Directive
Please copy out the lines in the items below, from the line containing "[segment] green vegetation" up to and including the line containing "194], [0, 194]]".

Labeled shape records

* start *

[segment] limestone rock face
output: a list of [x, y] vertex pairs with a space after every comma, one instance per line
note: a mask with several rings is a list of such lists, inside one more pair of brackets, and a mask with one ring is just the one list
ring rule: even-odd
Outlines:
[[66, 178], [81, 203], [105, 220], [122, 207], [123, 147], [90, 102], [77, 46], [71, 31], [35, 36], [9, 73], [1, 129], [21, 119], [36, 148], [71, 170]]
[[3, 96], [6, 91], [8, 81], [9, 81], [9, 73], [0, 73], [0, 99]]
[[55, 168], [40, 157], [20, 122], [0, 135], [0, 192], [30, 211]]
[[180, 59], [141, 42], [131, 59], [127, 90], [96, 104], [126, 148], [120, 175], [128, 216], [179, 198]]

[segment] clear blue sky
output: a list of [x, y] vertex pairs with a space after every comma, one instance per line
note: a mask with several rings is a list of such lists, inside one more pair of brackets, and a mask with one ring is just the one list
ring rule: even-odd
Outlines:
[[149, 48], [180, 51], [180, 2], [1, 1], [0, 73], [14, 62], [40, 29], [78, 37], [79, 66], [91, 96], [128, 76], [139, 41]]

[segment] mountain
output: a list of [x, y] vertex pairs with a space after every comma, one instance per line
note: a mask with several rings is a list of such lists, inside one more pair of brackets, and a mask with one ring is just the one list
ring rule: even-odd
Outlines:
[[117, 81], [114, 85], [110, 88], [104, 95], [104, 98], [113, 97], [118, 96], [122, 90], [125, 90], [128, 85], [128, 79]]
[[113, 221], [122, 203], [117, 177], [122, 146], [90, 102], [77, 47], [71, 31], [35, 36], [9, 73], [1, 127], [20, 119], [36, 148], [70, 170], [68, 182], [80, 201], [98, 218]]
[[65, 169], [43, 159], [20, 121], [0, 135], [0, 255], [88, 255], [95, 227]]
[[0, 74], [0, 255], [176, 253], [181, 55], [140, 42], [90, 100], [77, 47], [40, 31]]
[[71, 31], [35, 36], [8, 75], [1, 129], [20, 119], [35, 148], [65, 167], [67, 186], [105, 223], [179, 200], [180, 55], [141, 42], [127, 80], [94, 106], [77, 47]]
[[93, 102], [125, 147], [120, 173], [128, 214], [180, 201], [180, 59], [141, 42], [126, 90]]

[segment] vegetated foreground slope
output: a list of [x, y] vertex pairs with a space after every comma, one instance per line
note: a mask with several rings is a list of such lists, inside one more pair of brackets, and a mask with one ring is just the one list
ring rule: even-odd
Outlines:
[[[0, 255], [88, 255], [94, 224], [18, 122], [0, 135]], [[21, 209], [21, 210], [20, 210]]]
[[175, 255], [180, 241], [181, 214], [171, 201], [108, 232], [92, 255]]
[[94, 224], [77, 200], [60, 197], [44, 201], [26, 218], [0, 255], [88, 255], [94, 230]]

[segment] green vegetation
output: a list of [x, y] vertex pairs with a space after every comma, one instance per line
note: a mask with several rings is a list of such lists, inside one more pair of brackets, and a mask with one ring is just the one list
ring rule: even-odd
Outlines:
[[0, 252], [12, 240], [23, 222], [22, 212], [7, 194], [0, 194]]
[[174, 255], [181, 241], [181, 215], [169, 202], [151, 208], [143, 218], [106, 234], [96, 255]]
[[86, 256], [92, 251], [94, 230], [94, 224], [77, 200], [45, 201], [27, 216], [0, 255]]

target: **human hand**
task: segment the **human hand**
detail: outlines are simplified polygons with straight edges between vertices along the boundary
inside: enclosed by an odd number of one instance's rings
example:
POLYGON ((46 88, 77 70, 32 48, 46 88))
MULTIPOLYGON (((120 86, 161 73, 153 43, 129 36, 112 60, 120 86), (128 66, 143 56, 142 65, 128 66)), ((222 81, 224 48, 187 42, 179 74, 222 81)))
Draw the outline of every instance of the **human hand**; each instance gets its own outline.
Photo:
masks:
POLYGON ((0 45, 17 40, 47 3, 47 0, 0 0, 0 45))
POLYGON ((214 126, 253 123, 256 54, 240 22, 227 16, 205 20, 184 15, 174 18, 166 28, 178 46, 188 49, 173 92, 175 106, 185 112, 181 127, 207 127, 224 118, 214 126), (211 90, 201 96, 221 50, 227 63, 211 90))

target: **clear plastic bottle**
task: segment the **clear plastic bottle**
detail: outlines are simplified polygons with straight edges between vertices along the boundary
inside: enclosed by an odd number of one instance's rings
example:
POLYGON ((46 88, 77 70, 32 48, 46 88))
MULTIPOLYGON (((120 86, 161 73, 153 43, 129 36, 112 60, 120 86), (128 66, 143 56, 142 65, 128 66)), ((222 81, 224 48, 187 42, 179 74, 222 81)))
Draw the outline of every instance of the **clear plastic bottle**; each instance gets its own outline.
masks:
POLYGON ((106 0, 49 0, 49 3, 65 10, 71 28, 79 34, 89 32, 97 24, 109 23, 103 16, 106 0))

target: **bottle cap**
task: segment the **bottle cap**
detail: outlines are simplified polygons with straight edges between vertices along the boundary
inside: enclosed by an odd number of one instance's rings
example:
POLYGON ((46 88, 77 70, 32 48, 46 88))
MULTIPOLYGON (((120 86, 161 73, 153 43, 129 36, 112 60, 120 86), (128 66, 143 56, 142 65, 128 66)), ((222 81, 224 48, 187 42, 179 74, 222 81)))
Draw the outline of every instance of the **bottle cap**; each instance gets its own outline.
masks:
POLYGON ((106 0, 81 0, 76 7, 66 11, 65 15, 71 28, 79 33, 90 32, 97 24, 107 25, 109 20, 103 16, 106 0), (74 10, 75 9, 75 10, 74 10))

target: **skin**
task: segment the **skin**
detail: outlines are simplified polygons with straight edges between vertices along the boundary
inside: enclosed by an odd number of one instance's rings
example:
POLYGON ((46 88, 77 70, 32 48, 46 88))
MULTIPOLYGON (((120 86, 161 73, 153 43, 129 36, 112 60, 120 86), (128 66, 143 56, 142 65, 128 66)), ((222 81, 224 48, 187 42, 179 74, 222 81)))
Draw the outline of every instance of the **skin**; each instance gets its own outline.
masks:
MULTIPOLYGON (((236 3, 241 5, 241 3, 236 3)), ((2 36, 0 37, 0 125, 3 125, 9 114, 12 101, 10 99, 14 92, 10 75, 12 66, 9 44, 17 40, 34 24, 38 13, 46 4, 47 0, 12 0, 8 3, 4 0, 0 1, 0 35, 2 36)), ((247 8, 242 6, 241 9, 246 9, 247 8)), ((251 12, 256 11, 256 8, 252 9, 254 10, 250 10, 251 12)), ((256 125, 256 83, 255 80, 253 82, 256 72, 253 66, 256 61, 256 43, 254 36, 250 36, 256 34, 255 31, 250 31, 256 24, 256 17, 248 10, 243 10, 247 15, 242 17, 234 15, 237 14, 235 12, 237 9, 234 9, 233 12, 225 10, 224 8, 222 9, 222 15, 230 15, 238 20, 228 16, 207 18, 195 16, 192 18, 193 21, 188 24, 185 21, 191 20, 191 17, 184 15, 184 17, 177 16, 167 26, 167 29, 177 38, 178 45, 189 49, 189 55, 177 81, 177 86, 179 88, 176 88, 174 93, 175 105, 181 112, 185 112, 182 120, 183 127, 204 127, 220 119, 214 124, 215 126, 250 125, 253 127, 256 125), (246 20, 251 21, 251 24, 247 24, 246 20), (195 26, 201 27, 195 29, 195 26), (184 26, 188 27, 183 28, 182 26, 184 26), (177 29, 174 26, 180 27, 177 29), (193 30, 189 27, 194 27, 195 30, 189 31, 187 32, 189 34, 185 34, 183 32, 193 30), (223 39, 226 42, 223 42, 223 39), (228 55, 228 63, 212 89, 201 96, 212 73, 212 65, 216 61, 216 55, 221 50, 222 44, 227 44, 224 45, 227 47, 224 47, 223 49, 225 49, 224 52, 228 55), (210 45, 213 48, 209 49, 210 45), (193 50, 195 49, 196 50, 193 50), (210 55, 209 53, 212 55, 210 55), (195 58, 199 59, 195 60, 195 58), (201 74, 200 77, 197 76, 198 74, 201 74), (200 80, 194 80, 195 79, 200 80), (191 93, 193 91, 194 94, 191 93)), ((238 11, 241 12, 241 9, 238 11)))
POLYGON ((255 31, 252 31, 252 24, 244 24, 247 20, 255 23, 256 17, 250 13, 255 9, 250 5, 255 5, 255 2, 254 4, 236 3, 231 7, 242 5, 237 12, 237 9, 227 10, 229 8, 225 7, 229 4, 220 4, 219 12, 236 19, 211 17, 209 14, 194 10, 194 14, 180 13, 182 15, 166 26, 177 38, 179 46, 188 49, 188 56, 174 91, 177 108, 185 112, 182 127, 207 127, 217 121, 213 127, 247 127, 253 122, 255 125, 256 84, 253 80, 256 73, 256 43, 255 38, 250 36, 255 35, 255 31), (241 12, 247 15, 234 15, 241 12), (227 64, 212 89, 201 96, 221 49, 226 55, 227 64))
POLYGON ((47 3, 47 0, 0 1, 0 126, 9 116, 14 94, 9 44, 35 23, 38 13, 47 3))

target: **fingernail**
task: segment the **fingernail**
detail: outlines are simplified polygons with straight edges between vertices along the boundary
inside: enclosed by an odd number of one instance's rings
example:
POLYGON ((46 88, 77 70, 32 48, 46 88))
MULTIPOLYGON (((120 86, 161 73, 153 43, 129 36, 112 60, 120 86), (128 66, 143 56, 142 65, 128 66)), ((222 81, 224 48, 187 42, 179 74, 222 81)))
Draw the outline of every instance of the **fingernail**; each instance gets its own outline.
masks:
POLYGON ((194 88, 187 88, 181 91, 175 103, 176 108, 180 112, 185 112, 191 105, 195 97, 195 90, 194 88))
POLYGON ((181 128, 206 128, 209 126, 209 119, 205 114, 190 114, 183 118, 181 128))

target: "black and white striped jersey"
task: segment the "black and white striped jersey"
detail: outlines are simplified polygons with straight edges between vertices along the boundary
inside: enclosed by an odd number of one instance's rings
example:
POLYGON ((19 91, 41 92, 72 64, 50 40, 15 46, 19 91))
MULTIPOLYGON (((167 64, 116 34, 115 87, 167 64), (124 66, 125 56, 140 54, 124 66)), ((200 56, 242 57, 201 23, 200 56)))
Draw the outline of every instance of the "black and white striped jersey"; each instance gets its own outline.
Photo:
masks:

* end *

Final result
[segment] green vegetation
output: a list of [x, y] vertex pairs with a space after every comma, one instance per line
note: a mask with several rings is a list of such lists, inside one more pair of brackets, and a mask with one ring is just the one list
ring rule: even-odd
Outlines:
[[0, 252], [12, 240], [23, 222], [22, 212], [7, 194], [0, 194]]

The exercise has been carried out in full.